For this weekend we were in the mountains, holding the rope and each other's lives in our hands.

How could we not be friends after that?

I love things like that, sports like ice climbing, that bring random strangers together in the mountains and make friends of them.

There was that. And what else is there? For that moment, in that present, there is nothing else.

Nothing that I know of.

Thursday, January 7, 2016

The Suck

I used to think I had things to say. Looking back I probably didn't and I certainly don't now. How that switch came about I'm not exactly sure, but it's probably having to do with my expectations of what is interesting.

Mostly I find I bore myself when I write. I try to have interesting thoughts and ideas to write about but...there's nothing.

Where was I going with this?

I can't remember but there's a quote, this quote by AJ Jacobs - whoever that is: Embrace the Suck.

Not the suck like "I suck"...

######

== REQUIREMENTS ==
In the blog excerpt, which quote is attributed to AJ Jacobs?

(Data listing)

######

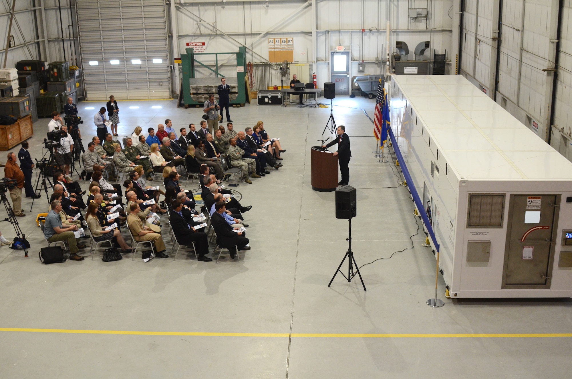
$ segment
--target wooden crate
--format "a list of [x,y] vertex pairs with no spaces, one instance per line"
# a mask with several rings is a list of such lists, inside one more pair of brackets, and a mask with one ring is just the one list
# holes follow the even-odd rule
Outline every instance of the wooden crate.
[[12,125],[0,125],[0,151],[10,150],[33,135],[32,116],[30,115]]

######

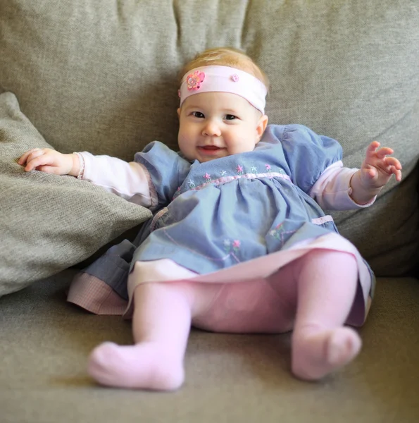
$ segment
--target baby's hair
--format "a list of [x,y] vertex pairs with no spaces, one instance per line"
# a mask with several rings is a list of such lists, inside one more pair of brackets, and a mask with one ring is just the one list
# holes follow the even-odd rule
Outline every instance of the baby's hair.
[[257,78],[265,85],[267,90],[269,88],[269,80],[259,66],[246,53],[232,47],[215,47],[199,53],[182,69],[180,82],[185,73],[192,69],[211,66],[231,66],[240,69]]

######

== THE COMPLETED TASK ==
"Embrace the Suck."